» Goal of the exercise: Replace "safety glasses" with "protective eyewear" in the stretch from the start of the data through the line containing "(1111, 817)", and give those lines again with nothing else changed.

Position annotation data
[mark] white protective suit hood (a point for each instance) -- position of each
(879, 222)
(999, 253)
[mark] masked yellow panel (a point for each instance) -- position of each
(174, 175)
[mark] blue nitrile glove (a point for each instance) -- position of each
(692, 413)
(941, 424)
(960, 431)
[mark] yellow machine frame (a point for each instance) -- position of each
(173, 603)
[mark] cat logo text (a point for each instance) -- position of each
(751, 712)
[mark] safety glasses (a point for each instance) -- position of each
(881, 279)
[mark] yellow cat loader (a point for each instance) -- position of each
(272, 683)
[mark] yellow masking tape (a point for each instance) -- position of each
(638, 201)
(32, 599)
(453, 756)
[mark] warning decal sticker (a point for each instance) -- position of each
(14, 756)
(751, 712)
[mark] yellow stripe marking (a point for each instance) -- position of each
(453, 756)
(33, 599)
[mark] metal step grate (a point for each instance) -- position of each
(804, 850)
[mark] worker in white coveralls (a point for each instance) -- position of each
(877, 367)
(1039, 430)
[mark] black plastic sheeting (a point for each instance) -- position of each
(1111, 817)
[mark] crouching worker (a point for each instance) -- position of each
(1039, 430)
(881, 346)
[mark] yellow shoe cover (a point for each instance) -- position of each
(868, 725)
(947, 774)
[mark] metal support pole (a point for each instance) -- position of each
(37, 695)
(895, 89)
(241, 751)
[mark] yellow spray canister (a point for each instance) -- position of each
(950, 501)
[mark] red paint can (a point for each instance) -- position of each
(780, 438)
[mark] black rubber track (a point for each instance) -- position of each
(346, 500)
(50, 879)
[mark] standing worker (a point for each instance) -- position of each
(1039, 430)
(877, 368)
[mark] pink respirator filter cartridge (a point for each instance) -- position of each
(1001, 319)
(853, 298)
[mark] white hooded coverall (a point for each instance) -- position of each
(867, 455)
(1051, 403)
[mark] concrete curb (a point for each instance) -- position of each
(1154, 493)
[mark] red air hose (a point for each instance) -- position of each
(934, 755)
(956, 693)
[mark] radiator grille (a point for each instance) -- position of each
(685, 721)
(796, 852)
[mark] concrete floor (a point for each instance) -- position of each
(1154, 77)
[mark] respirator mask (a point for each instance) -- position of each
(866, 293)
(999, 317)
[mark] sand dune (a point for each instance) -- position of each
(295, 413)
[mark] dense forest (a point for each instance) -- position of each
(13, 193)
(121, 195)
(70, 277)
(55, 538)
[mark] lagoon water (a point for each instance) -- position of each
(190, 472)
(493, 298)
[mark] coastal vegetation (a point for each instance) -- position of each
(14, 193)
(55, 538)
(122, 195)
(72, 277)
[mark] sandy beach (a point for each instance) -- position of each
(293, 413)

» Complete answer:
[mark] white protective suit hood (a point for each instance) -- position of each
(879, 222)
(999, 253)
[mark] masked yellow panel (a point for each instance) -- position of each
(174, 175)
[mark] blue nitrile glove (a point for each instance) -- position of each
(692, 413)
(941, 424)
(960, 431)
[mark] yellow machine frame (a point for each instance) -- position of each
(173, 603)
[mark] cat logo text (a point for each instance) -- position of each
(751, 712)
[mark] protective eyewear (a point for each instance) -- position of each
(881, 279)
[mark] yellow cat loader (a point for each instance) -- position of each
(272, 683)
[mark] yellow masking tape (a point for each instance) -- position of each
(638, 201)
(32, 599)
(453, 756)
[mark] warning decal sticker (a point for each instance) -- position of each
(14, 756)
(751, 712)
[mark] yellow stripe marking (a point for each instance) -- position of each
(453, 756)
(33, 599)
[mark] metal step grate (a point for each instance) -- position of each
(804, 850)
[mark] worker in white coveralls (a point for each instance) -- position of each
(877, 367)
(1039, 430)
[mark] black plastic sheeting (a point for each instance) -- position of each
(1111, 817)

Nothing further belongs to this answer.